▶ [TASK DATA]
☆ ☆ ☆

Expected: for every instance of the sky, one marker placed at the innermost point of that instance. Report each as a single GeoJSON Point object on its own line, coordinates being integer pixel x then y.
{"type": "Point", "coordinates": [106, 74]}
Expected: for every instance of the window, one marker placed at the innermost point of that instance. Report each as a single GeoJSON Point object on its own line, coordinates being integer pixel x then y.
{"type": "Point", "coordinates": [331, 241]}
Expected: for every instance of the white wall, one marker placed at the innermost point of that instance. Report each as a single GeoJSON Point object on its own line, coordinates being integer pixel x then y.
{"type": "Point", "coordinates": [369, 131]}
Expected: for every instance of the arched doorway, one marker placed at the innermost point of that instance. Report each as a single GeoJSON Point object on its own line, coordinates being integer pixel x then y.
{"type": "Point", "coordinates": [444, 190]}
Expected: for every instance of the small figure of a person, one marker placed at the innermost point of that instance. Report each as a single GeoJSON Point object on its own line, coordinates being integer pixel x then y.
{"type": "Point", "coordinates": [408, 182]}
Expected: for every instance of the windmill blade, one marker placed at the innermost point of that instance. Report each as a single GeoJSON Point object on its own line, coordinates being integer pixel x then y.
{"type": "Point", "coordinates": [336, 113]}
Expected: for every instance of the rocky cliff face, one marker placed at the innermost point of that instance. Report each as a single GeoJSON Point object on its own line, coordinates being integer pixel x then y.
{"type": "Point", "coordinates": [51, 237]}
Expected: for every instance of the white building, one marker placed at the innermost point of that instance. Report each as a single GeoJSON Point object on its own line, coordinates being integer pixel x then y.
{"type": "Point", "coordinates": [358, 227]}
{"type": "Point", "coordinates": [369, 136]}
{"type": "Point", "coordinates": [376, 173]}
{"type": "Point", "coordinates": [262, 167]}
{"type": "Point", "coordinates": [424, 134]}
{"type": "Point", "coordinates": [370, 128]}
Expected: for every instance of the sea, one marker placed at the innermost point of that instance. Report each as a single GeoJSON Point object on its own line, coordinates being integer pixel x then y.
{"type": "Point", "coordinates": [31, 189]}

☆ ☆ ☆

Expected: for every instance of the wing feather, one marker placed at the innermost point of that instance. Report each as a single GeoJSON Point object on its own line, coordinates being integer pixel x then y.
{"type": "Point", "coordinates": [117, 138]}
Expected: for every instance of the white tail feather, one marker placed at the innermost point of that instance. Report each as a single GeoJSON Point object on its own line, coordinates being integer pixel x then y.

☆ ☆ ☆

▶ [TASK BRIEF] Locate every line in the records above that contains the word "feather" and copy each of those lines in full.

▶ [PROBLEM SOLUTION]
Expected: for every instance of the wing feather, one marker placed at the innermost point of that instance. Report each as a single GeoJSON Point object on its own line, coordinates being integer pixel x then y.
Expected: for every instance of the white tail feather, one marker placed at the innermost point of that instance. Report each as a single GeoJSON Point object on its own line, coordinates being integer pixel x then y.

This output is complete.